Identify each line in the items below that contains the word "truck" and copy every such line in full.

[Entries for locating named things]
┄┄┄┄┄┄┄┄┄┄
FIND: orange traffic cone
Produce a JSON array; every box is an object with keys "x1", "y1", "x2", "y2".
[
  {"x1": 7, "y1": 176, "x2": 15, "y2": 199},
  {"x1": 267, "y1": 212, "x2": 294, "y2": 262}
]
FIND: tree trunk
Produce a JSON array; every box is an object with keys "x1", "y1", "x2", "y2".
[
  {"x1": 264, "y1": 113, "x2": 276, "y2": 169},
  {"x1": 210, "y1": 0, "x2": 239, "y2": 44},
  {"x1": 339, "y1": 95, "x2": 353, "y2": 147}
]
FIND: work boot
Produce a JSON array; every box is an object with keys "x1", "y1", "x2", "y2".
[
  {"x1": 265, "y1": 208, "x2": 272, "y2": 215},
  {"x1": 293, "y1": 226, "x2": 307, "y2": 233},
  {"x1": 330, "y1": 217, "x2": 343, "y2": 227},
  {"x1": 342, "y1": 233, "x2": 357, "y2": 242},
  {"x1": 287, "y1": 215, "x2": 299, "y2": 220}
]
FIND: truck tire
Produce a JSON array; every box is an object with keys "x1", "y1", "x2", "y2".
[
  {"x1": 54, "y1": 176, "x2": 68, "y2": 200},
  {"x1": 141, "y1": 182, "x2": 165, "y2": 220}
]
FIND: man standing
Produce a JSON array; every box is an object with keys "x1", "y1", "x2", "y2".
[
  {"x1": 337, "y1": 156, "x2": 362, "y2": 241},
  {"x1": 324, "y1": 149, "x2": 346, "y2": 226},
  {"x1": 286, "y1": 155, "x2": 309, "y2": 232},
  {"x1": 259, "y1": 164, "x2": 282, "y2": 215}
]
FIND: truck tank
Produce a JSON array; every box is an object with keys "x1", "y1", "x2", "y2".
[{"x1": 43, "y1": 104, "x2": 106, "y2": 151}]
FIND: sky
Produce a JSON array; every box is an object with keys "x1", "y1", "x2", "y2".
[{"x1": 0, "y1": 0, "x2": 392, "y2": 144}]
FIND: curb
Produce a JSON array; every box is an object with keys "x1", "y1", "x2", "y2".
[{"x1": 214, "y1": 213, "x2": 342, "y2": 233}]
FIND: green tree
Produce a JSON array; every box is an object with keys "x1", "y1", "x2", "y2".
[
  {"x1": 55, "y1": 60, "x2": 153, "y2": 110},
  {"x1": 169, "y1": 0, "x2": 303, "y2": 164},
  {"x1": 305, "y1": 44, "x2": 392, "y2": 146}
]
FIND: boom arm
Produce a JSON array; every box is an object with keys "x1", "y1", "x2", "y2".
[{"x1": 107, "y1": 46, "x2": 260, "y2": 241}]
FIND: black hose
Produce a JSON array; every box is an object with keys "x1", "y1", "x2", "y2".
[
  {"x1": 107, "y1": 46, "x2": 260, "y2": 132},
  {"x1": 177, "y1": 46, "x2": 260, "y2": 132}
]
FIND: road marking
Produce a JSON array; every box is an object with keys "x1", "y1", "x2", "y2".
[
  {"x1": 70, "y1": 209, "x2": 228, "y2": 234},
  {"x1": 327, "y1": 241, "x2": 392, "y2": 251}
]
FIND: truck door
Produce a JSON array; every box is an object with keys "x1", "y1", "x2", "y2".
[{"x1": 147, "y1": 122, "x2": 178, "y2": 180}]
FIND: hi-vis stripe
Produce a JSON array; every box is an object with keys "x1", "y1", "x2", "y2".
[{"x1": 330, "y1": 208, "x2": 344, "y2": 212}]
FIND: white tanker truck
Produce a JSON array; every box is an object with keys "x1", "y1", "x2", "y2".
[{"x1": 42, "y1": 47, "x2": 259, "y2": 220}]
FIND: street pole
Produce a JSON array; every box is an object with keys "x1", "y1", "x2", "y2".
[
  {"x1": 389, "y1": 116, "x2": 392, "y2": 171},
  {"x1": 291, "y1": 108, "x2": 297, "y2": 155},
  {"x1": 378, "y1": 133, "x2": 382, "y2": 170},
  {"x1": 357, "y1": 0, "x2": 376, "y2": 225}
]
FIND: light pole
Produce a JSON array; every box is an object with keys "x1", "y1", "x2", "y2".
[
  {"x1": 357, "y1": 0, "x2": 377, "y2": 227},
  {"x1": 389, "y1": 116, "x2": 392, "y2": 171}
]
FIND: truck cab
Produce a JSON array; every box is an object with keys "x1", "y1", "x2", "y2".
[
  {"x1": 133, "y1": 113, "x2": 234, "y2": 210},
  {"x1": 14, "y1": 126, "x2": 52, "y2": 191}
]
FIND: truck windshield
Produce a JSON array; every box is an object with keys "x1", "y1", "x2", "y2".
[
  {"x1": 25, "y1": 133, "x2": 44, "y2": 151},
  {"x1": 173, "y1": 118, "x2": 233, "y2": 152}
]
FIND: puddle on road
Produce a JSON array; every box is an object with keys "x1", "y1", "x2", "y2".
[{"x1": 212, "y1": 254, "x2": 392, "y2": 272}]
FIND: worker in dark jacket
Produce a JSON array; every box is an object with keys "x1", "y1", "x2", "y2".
┄┄┄┄┄┄┄┄┄┄
> Task output:
FIND: truck tire
FIND: truck tank
FIND: truck door
FIND: white tanker truck
FIND: truck cab
FIND: truck windshield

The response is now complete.